### [EXERCISE GOAL]
Reproduce the text of each of the following records verbatim, line for line, and leave out the pictures.
- - - - -
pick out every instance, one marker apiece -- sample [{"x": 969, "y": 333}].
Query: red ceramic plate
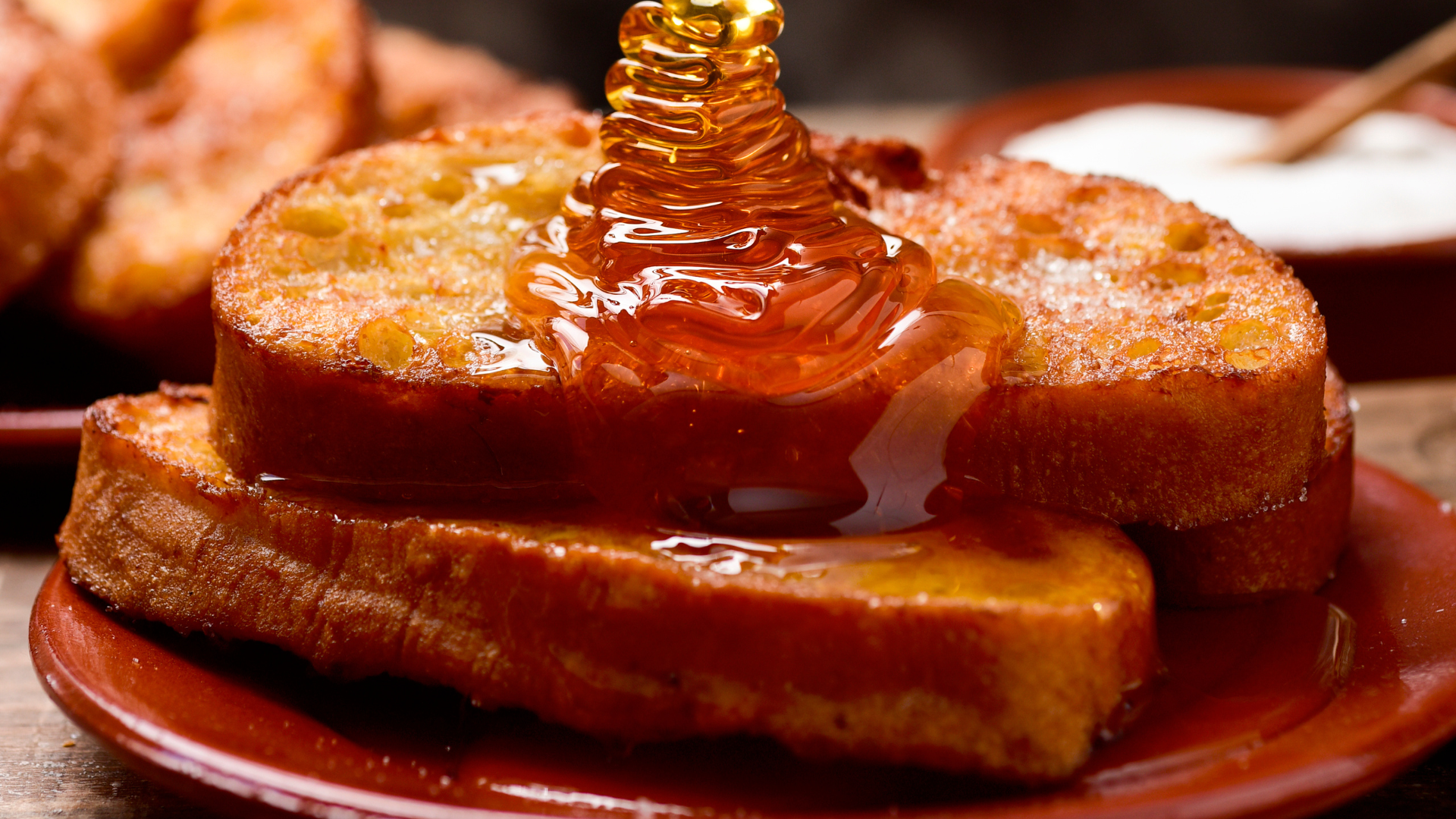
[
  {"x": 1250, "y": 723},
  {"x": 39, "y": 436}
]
- - - - -
### [OUTPUT OF THE EXERCISE]
pick out every instance, one marker apiece -- sample [{"x": 969, "y": 333}].
Query: red ceramic plate
[
  {"x": 1250, "y": 723},
  {"x": 39, "y": 436}
]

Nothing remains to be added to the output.